> **Material for this task**
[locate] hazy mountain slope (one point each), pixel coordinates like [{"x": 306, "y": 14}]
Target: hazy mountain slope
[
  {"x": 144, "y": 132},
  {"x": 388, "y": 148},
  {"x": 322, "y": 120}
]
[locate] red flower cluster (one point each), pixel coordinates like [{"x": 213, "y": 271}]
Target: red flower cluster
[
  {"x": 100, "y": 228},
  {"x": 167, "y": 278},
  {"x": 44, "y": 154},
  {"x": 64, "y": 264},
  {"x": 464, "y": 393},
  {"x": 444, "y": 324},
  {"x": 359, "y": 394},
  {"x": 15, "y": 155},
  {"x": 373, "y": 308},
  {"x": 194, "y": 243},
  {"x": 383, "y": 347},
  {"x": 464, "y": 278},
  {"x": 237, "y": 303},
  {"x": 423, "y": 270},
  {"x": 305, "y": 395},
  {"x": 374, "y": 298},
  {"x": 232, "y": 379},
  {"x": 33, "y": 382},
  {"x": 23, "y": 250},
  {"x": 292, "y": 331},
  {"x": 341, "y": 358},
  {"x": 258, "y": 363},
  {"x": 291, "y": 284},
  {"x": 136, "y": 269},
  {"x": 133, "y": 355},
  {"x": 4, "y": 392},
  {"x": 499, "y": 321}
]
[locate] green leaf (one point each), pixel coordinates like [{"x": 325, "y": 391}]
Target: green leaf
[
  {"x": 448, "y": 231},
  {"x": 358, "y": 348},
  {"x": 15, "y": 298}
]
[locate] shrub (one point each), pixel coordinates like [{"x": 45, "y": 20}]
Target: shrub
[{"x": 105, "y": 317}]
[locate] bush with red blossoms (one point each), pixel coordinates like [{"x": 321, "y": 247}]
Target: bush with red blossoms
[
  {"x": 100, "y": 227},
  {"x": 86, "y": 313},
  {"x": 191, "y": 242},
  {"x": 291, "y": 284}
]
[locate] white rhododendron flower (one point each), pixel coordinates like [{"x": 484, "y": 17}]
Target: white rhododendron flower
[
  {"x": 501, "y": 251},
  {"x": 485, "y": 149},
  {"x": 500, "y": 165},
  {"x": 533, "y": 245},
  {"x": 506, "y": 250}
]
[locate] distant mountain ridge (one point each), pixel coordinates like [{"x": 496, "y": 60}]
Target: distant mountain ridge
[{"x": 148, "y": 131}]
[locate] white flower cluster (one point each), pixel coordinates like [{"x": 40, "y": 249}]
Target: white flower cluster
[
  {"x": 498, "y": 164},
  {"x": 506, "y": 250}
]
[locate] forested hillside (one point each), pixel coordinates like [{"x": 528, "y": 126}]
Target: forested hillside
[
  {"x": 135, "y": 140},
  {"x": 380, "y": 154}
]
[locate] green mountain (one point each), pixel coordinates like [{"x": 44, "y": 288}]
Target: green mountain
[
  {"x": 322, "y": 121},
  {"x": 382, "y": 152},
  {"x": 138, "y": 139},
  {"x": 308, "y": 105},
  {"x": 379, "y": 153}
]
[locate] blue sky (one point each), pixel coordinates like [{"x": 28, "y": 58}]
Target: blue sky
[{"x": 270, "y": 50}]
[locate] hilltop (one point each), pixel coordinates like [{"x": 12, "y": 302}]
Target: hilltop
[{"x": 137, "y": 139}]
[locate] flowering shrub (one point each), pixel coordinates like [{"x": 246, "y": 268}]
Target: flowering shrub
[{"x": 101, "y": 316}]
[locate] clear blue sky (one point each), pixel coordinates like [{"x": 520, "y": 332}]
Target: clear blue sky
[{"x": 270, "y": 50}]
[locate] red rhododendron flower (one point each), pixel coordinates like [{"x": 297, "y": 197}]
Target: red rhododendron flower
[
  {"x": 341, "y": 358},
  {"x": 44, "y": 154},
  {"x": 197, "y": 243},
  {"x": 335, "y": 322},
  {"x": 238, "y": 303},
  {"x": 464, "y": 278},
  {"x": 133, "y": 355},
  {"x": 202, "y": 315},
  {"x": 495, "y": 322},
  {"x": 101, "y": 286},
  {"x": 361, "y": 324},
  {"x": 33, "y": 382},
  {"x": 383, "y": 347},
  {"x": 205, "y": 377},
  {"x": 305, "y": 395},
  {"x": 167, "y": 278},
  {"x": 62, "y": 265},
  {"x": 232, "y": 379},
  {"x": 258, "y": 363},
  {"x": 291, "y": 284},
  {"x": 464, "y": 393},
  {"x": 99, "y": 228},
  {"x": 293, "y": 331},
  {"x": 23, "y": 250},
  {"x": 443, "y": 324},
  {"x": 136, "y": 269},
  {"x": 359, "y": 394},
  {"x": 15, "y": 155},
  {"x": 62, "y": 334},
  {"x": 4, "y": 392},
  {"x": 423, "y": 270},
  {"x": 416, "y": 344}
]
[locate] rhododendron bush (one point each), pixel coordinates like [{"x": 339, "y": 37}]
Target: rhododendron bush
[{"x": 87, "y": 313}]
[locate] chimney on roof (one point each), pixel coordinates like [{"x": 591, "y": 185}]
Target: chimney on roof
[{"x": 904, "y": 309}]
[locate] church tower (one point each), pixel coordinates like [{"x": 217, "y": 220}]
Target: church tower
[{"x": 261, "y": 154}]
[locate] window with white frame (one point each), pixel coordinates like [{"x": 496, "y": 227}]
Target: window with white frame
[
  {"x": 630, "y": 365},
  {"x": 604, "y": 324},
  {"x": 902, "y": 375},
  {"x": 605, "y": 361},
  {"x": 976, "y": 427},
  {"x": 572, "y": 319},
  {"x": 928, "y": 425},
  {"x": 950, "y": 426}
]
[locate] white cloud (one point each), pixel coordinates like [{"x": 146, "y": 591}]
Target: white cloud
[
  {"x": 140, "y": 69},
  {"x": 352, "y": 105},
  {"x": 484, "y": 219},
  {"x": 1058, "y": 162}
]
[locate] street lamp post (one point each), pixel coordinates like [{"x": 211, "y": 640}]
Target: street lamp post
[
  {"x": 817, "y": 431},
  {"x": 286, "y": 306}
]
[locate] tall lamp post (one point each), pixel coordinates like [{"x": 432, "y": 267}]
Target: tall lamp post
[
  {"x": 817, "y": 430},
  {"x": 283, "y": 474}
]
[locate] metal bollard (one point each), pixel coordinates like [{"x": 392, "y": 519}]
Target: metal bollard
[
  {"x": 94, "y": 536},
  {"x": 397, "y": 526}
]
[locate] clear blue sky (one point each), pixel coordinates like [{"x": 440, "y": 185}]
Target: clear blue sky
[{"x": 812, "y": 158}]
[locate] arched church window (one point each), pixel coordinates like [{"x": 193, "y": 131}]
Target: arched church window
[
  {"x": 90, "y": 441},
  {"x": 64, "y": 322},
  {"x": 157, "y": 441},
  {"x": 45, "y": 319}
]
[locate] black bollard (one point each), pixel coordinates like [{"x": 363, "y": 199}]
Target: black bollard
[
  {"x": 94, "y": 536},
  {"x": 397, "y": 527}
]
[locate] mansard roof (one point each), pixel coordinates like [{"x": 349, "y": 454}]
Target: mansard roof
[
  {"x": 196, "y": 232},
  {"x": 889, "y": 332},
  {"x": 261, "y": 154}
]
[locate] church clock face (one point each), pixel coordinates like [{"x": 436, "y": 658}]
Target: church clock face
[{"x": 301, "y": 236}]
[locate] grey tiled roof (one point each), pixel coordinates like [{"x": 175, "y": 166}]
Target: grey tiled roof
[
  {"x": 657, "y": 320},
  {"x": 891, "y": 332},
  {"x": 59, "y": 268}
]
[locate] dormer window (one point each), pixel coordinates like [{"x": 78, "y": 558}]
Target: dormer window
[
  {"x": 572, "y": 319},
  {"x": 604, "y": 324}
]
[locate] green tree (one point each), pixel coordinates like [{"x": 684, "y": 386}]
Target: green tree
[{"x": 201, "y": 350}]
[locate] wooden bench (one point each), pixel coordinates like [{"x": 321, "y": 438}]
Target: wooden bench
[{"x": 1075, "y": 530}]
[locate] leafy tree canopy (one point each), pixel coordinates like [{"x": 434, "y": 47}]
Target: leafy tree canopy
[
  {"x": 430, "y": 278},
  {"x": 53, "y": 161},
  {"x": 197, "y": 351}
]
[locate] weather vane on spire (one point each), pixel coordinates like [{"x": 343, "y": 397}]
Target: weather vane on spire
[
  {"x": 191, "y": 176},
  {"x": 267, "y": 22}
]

> **What is required**
Output the stretch of the records from the line containing "[locate] arched church" through the end of the records, both ends included, as a Markdown table with the columns Row and Line. Number each line in order and leave out blank lines.

> **Completed exercise**
| Row | Line |
|---|---|
| 1 | [locate] arched church window (one point each), pixel coordinates like [{"x": 193, "y": 131}] |
| 2 | Target: arched church window |
| 3 | [ |
| 4 |   {"x": 90, "y": 441}, |
| 5 |   {"x": 64, "y": 322}, |
| 6 |   {"x": 157, "y": 441}, |
| 7 |   {"x": 45, "y": 319} |
| 8 | ] |
| 9 | [locate] black bollard (one point each), pixel coordinates like [{"x": 363, "y": 199}] |
| 10 | Target: black bollard |
| 11 | [ |
| 12 |   {"x": 94, "y": 536}, |
| 13 |   {"x": 397, "y": 527} |
| 14 | ] |
| 15 | [locate] mansard roof (one point each), pixel coordinates like [{"x": 349, "y": 454}] |
| 16 | Target: mansard roof |
| 17 | [ |
| 18 |   {"x": 196, "y": 232}, |
| 19 |   {"x": 889, "y": 332}, |
| 20 |   {"x": 261, "y": 154} |
| 21 | ] |
| 22 | [locate] church clock face (one point each), pixel coordinates like [{"x": 436, "y": 658}] |
| 23 | Target: church clock face |
| 24 | [{"x": 301, "y": 236}] |
| 25 | [locate] grey tiled roof (one point each), pixel coordinates like [{"x": 175, "y": 166}] |
| 26 | Target: grey tiled roof |
| 27 | [ |
| 28 |   {"x": 657, "y": 320}, |
| 29 |   {"x": 891, "y": 332}, |
| 30 |   {"x": 59, "y": 268} |
| 31 | ] |
| 32 | [locate] dormer window (one point each), pixel coordinates like [{"x": 78, "y": 558}] |
| 33 | Target: dormer window |
| 34 | [ |
| 35 |   {"x": 572, "y": 319}, |
| 36 |   {"x": 604, "y": 324} |
| 37 | ] |
| 38 | [locate] green tree (one point each), pixel coordinates like [{"x": 684, "y": 386}] |
| 39 | Target: green tree |
| 40 | [{"x": 201, "y": 350}] |
| 41 | [locate] wooden bench (one point each), pixel coordinates like [{"x": 321, "y": 438}] |
| 42 | Target: wooden bench |
| 43 | [{"x": 1075, "y": 530}] |
| 44 | [locate] leafy tree canopy (one point each), pixel coordinates like [{"x": 434, "y": 47}] |
| 45 | Target: leafy tree canopy |
| 46 | [ |
| 47 |   {"x": 430, "y": 278}, |
| 48 |   {"x": 53, "y": 161}, |
| 49 |   {"x": 197, "y": 351} |
| 50 | ] |
| 51 | [locate] weather vane on spire (one point each), pixel coordinates like [{"x": 343, "y": 397}] |
| 52 | Target: weather vane on spire |
| 53 | [ |
| 54 |   {"x": 191, "y": 176}, |
| 55 |   {"x": 267, "y": 22} |
| 56 | ] |